-- Work item --
Write out exactly the lines running from the line that includes "In the picture above, where can the clear shallow" to the end of the data, both ends included, and nothing besides.

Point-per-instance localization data

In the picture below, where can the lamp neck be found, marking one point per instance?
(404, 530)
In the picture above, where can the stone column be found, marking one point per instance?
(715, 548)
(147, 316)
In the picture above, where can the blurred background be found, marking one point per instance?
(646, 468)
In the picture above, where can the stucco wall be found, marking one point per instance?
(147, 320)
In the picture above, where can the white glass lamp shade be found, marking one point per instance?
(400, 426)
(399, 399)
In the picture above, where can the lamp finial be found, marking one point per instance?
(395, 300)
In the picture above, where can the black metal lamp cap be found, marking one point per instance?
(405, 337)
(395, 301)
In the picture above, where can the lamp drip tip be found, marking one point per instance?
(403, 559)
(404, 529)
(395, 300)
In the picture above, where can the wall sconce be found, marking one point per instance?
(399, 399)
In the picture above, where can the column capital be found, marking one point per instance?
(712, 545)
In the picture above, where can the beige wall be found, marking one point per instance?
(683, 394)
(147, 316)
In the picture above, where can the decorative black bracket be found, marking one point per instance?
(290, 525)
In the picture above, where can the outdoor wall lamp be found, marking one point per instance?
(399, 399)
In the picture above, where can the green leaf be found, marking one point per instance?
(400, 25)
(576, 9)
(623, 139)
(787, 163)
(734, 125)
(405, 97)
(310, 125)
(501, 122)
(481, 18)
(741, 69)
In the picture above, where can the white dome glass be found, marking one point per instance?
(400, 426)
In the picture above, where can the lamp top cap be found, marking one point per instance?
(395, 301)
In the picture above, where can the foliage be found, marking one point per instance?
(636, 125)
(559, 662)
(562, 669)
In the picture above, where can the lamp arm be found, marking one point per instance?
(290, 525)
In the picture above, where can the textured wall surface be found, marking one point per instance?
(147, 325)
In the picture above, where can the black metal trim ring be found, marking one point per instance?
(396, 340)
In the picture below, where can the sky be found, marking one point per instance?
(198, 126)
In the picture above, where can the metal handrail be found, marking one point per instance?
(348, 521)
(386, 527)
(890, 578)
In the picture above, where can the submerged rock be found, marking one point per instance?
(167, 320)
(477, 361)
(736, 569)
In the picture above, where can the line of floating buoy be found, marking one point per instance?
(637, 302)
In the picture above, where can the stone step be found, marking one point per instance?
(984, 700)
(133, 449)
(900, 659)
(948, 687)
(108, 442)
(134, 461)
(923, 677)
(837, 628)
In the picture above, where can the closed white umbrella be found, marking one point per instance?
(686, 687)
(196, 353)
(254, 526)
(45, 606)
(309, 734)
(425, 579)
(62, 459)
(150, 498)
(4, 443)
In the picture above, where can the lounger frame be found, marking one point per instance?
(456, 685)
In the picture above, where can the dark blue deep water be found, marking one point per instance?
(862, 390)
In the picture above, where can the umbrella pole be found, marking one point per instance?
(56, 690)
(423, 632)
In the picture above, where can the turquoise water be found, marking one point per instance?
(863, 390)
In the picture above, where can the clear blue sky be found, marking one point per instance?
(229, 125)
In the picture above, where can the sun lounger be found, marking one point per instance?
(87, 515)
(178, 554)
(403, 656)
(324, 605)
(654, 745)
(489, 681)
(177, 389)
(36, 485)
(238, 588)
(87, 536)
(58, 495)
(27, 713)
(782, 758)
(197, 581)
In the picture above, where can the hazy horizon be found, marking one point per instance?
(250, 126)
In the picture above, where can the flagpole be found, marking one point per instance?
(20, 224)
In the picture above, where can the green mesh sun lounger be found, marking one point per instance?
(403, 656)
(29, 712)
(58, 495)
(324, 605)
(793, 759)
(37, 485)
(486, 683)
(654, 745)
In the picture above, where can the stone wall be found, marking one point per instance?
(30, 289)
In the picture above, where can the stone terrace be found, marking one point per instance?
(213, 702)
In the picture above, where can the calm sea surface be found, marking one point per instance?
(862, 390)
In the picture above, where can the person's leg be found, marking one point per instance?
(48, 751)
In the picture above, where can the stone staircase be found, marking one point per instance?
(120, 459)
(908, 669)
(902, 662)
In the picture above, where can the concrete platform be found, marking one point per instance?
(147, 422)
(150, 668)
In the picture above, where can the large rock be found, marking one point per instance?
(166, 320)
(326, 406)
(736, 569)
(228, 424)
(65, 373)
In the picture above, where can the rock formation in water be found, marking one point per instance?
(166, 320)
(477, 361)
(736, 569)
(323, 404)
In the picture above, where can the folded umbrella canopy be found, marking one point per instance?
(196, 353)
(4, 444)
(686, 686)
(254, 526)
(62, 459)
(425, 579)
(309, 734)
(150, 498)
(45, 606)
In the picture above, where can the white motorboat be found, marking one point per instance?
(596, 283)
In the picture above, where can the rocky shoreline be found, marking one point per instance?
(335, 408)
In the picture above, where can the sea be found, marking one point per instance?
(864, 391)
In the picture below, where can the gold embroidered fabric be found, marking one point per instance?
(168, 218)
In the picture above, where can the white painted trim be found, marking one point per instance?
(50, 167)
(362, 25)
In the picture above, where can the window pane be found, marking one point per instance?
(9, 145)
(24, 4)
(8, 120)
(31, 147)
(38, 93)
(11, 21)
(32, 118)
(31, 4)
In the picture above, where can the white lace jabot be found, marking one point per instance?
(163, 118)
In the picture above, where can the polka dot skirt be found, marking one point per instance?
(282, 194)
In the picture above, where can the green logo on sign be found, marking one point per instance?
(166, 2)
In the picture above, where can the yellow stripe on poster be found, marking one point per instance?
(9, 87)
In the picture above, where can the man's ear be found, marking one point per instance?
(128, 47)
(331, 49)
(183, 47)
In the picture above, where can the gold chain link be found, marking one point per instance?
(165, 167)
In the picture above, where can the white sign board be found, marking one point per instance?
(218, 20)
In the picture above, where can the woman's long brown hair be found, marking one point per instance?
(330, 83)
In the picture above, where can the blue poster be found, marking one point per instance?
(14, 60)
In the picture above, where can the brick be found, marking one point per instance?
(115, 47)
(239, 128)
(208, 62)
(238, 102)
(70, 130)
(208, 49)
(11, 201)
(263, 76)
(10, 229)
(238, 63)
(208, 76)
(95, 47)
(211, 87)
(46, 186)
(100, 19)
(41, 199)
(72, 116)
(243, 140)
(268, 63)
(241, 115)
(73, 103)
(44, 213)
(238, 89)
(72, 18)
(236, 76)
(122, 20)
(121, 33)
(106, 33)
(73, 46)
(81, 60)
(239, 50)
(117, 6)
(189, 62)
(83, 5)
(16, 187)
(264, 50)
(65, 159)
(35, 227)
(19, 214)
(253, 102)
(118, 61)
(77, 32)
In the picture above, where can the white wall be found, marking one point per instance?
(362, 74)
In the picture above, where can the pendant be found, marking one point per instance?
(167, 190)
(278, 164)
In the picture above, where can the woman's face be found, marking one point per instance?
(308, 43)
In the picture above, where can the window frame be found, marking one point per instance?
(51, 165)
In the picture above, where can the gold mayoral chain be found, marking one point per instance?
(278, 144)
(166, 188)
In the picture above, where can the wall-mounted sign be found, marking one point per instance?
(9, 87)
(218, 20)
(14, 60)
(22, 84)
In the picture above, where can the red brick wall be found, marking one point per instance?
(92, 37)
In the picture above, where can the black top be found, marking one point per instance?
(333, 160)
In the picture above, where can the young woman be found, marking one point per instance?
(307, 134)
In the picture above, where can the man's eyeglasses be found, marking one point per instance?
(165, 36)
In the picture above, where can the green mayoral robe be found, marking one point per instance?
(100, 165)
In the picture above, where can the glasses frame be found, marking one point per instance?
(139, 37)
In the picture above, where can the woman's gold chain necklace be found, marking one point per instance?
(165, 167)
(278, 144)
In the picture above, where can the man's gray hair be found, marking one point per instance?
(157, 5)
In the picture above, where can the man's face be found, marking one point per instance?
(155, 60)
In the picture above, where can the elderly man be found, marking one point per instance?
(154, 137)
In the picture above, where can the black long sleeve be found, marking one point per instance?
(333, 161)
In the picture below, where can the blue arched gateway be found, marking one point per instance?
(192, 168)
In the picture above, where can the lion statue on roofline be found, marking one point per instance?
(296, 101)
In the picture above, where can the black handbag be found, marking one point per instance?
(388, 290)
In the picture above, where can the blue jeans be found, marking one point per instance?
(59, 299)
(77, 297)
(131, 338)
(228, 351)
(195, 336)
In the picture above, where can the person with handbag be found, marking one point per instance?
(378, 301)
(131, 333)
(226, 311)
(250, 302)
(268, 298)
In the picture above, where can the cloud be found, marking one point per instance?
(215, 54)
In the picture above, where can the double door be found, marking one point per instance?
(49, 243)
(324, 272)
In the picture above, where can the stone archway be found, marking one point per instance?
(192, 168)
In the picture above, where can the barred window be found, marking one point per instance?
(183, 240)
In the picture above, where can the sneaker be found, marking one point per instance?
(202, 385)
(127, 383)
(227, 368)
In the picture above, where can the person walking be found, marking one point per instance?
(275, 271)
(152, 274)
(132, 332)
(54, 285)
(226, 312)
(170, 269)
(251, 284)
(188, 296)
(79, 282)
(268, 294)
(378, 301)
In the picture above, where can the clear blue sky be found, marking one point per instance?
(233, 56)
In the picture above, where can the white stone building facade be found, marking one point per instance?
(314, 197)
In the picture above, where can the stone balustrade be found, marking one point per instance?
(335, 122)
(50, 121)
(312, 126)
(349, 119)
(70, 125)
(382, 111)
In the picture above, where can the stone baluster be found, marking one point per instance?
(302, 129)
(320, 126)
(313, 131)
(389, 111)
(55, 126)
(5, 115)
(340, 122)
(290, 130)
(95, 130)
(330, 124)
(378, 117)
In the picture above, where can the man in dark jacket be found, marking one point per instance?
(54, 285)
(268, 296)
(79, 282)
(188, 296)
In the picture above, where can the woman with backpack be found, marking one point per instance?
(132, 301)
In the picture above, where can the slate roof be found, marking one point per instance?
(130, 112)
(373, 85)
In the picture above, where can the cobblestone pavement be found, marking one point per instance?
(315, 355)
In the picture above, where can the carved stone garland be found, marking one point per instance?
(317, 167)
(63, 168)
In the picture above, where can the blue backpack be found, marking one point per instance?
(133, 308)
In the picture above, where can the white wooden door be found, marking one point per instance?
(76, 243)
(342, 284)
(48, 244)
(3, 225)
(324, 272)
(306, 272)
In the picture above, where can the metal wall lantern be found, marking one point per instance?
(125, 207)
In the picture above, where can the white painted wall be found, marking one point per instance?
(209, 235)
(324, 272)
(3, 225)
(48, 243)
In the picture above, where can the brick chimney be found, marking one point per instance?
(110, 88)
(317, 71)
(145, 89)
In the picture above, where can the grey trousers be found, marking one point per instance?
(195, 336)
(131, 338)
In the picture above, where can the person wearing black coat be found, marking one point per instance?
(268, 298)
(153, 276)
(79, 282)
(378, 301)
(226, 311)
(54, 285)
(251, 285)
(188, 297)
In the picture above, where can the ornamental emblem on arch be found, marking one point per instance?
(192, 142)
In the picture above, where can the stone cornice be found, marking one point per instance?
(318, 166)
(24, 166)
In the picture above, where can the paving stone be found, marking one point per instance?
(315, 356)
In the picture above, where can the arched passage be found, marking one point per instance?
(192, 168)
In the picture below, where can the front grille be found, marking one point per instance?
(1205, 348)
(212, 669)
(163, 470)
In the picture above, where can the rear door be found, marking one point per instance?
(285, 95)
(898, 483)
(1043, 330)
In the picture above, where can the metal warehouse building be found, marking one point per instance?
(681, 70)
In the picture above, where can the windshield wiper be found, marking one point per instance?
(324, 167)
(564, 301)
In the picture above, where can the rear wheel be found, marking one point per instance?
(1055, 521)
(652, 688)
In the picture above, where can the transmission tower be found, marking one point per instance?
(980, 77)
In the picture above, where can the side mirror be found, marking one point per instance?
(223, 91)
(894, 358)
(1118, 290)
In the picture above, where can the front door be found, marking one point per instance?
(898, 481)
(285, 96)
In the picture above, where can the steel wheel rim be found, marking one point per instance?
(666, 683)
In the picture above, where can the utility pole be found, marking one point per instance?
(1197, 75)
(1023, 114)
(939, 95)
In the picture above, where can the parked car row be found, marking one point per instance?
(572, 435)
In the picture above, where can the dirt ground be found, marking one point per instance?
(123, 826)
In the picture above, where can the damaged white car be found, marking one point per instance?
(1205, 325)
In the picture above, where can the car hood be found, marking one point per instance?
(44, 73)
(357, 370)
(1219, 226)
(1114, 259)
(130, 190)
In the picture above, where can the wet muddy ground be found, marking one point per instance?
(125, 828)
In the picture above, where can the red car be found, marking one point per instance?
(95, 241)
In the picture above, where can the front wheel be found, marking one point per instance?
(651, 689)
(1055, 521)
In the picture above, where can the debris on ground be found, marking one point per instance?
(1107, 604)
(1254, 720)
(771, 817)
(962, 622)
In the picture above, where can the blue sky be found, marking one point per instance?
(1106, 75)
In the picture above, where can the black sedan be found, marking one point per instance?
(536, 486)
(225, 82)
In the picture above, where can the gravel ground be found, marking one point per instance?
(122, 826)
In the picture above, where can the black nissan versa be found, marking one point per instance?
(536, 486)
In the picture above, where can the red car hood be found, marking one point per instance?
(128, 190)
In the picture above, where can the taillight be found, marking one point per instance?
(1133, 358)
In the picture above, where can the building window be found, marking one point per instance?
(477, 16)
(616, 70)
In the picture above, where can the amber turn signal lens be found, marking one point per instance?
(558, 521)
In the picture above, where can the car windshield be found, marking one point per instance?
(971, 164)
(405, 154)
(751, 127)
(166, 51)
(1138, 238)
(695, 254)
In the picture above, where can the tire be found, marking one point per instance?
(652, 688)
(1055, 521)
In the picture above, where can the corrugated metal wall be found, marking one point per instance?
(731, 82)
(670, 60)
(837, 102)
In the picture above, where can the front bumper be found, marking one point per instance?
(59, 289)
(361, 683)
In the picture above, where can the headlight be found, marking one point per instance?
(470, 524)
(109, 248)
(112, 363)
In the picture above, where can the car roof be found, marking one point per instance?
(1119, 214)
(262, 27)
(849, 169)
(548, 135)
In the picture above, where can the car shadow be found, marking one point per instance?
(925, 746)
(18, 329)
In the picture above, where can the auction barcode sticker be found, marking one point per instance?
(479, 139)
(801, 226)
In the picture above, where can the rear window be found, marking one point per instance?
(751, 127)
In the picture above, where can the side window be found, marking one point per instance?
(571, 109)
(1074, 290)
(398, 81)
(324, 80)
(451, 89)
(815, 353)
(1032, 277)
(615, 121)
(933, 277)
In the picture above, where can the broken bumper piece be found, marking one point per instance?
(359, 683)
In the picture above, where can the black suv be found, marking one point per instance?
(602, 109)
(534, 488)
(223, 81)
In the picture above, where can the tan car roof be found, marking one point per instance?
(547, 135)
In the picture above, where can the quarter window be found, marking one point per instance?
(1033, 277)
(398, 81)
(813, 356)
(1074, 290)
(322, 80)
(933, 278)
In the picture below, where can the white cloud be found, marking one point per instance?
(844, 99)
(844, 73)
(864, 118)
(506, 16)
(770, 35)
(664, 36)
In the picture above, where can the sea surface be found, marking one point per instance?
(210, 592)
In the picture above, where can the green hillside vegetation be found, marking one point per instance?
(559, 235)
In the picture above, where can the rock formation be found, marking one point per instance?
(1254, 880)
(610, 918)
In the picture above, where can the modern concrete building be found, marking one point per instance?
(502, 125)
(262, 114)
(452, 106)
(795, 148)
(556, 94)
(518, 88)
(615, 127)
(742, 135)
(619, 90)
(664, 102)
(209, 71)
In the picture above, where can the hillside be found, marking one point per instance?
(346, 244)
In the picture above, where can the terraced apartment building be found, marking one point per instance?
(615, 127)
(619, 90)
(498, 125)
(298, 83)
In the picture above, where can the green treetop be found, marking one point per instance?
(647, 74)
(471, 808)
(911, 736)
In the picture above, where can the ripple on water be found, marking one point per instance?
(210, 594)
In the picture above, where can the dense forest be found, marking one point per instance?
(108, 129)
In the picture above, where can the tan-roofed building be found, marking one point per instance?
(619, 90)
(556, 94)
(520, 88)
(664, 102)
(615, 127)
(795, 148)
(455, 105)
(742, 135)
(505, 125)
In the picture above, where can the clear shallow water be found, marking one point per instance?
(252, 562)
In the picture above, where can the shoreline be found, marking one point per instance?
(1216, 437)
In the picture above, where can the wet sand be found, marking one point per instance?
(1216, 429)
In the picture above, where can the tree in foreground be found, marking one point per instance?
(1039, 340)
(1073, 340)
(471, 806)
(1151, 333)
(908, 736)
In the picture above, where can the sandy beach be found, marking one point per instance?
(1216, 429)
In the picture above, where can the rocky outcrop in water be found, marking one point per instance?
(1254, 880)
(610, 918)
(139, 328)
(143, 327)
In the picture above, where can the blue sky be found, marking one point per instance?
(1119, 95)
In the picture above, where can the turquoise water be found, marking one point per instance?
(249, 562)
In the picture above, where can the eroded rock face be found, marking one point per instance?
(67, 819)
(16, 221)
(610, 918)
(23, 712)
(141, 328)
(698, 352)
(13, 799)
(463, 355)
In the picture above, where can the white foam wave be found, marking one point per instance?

-- Output --
In the picture above, where can the clear shallow water be found, marking one point per instance?
(252, 562)
In the picture above, where can the shoreline be found, marking one point per instance?
(1216, 437)
In the picture above, where can the wet sand be found, marking one point per instance?
(1216, 429)
In the picture above, where can the tree in foreground be found, marking one point per instance?
(1039, 340)
(1073, 340)
(471, 806)
(1151, 333)
(908, 736)
In the picture above, where can the sandy beach be found, marking one point per instance?
(1216, 429)
In the picture above, where can the rocky outcrop in water be found, marking one point per instance?
(1254, 880)
(610, 918)
(139, 328)
(143, 327)
In the picture above, where can the blue sky be found, marking one point per instance?
(1119, 95)
In the picture above, where can the turquoise water be found, marking one point per instance?
(249, 562)
In the picture above, where can the eroded rock face be found, marking one point per instance?
(67, 819)
(16, 221)
(610, 918)
(23, 712)
(141, 328)
(698, 352)
(13, 799)
(463, 355)
In the picture above, where can the white foam wave be found, marking one point per instance?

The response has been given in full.